• **Extracted entries**:

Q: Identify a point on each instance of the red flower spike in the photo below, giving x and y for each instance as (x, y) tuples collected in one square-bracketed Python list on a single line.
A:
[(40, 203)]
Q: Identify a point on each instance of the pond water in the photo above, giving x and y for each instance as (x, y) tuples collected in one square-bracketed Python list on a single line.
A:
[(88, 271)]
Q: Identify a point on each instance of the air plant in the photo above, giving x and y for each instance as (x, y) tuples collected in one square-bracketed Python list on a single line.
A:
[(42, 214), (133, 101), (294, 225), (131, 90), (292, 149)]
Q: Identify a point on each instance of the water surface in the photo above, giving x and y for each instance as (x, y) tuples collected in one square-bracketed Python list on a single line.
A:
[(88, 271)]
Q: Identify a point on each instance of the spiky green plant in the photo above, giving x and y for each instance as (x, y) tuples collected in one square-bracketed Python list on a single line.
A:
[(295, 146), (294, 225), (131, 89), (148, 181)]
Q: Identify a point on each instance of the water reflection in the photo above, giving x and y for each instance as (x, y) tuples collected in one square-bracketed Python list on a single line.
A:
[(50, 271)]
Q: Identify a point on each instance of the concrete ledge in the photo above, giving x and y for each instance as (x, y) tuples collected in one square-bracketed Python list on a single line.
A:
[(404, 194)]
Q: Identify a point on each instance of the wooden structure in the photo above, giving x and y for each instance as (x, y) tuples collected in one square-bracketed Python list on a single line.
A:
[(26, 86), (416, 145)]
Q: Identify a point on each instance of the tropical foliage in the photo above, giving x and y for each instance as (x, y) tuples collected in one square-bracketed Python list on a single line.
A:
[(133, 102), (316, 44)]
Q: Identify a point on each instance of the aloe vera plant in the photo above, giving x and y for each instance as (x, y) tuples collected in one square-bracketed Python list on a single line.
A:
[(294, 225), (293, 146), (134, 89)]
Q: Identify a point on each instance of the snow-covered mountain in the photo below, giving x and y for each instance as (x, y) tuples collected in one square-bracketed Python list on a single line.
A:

• **Required action**: The required output is the set of lines from the first line of the data through the line that contains "Q: Identify a point on each instance of the water surface", transcribed exactly.

• **Reply to the task**:
Q: Identify a point on each instance of the red flower spike in the photo below, giving x and y for each instance as (x, y) tuples collected in one square-bracketed Python list on a single line.
A:
[(40, 203)]
Q: Identify a point on each instance of the pond water in the photo above, giving x and y for each instance as (x, y) tuples collected in one square-bracketed Python list on a single line.
A:
[(88, 271)]
Q: Identify a point on each instance of the air plant in the photo above, giving x and y for each instance as (x, y) tuples collected in one square-bracketed Python list on a single line.
A:
[(42, 214), (133, 101), (294, 225), (131, 90), (292, 149)]
Q: Identify a point on each instance of the water surface in the photo above, giving x and y for each instance as (x, y) tuples collected in one square-bracketed Python list on a single line.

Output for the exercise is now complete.